PROVIDED INFORMATION.
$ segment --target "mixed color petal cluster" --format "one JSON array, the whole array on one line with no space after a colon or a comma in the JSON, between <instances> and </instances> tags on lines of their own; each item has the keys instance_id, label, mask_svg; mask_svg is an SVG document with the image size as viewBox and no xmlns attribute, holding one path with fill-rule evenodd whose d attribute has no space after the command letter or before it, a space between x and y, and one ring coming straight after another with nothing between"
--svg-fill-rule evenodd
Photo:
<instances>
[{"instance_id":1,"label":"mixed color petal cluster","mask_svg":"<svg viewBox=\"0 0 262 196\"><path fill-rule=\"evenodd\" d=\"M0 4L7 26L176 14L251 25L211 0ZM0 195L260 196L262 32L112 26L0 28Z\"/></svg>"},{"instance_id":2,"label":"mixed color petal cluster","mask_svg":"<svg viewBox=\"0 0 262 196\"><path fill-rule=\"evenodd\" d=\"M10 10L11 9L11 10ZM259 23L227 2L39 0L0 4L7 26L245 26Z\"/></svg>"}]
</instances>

WHAT THIS TASK INVOLVES. Reproduce the records above, swapping every "Photo" for "Image" and leaving everything else unchanged.

FULL OUTPUT.
$ segment --target "mixed color petal cluster" --format "one JSON array, the whole array on one line with no space after a colon or a comma in the JSON, between <instances> and </instances> tags on lines of their own; each item has the keys instance_id, label, mask_svg; mask_svg is an SVG document with the image size as viewBox and no xmlns attribute, holding one path with fill-rule evenodd whose d attribute has no space after the command letter or before it, a space between x and y, and one ring coming straight after another with nothing between"
--svg-fill-rule evenodd
Image:
<instances>
[{"instance_id":1,"label":"mixed color petal cluster","mask_svg":"<svg viewBox=\"0 0 262 196\"><path fill-rule=\"evenodd\" d=\"M0 4L7 26L176 14L251 25L211 0ZM0 195L260 196L262 32L112 26L0 28Z\"/></svg>"},{"instance_id":2,"label":"mixed color petal cluster","mask_svg":"<svg viewBox=\"0 0 262 196\"><path fill-rule=\"evenodd\" d=\"M10 10L11 9L11 10ZM259 23L227 2L39 0L0 4L7 26L245 26Z\"/></svg>"}]
</instances>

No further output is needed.